- Problem details:
Copy the BC Ferries text starting with "It didn't miss" and going on through "the ferry service.", putting "departures" in place of "sailings".

- Excerpted text:
* Begin *

In the late 1950s, Captain Harry Terry (an Australian rum runner) and the then premier, WAC Bennett, were walking across the legislature lawn going to lunch at the Bengal Room in the Empress Hotel.
Blackball Ferries, owned by the CPR, provided the only ferry service to the island. Their employees were on a series of strikes.
The premier asked the captain to build a ferry system for the people of British Columbia.
The captain agreed to take on the task, as long as he didn't have to report to that little, Italian guy - of course referring to Phil Gaglardi, Minister of Highways and BC Ferries.
Captain Terry at that time owned Northland Navigation, which ran tug boats and barges up and down the coast of B.C.
The captain got the ferry service off the ground by 1960 with Monty Aldous as his president.
By 1972, it had become one of the largest ferry systems in the world and made a profit every year.
It didn't miss any sailings for mechanical problems or labour disputes, and the staff was a happy family serving the people of British Columbia.
In 1972, Dave Barrett's New Democrat government was elected, and within the first year, his government started sinking the ferry service.
Captain Terry, who had been working for more than a decade to build the ferry system, was fired from a job for which he had been paid a dollar a year.
Monty soon followed. During the buildup period, the captain had seconded his staff from Northland Navigation to hire and train the new corporation's seamen.
He was philosophically hated by the Barrett gang and especially by Bob Williams, so much so that they revoked his lifetime Gold Pass by the Order in Council.
The unions that ran the food service and had publicly supported the NDP, ended up with their wages being doubled, and the headline of the day said, "Pie cutter wages doubled!"
The era of public service was over, and the era of entitlement began.
The BC Ferries service has lost money in varying degrees ever since then.
Management expanded, the union became more militant, and a slide began.
The management expanded building into a series of mistakes including the "fast ferry" fiasco.
As a result, B.C. taxpayers are currently funding the ferry system to an all-time high of $180 million.
During the past nine years, fares have escalated between 45 and 80 per cent.
Labour costs have increased 24 per cent, as compared to inflation at 15 per cent for the same period, making our ferry-service workers my nominee for the highest paid in the world.

* End *

- Information shown:
* Begin *

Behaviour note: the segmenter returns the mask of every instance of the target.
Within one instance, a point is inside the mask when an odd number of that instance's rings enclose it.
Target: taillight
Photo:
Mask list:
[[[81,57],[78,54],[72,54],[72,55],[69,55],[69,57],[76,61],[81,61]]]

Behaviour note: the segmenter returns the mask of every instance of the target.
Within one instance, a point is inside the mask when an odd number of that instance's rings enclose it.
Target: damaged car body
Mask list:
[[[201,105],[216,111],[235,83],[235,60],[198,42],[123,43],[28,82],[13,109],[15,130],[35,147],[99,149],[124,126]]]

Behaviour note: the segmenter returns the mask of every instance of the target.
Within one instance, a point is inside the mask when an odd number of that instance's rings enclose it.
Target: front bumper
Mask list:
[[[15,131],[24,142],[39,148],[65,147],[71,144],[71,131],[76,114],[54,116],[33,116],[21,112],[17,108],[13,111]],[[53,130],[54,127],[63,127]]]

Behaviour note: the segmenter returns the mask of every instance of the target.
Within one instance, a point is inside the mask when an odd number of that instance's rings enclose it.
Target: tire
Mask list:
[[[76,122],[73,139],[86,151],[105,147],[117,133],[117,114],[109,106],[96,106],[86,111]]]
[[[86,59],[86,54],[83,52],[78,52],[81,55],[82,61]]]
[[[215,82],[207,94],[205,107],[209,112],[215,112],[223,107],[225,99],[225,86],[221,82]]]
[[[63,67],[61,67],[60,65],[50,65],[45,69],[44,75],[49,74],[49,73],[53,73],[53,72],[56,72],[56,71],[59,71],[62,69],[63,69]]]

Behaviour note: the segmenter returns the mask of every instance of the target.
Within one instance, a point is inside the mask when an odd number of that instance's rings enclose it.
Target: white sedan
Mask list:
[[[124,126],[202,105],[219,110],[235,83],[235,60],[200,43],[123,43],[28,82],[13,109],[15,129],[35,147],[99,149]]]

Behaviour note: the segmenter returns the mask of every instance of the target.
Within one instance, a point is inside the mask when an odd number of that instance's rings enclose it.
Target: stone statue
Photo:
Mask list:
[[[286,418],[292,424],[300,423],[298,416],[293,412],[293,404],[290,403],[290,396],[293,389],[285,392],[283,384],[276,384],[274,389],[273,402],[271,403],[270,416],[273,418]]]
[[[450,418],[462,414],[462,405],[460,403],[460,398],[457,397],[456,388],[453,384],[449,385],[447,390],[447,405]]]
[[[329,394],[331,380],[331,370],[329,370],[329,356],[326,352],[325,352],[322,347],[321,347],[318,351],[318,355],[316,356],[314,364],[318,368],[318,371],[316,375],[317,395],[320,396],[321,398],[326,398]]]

* End *

- Written answer:
It didn't miss any departures for mechanical problems or labour disputes, and the staff was a happy family serving the people of British Columbia.
In 1972, Dave Barrett's New Democrat government was elected, and within the first year, his government started sinking the ferry service.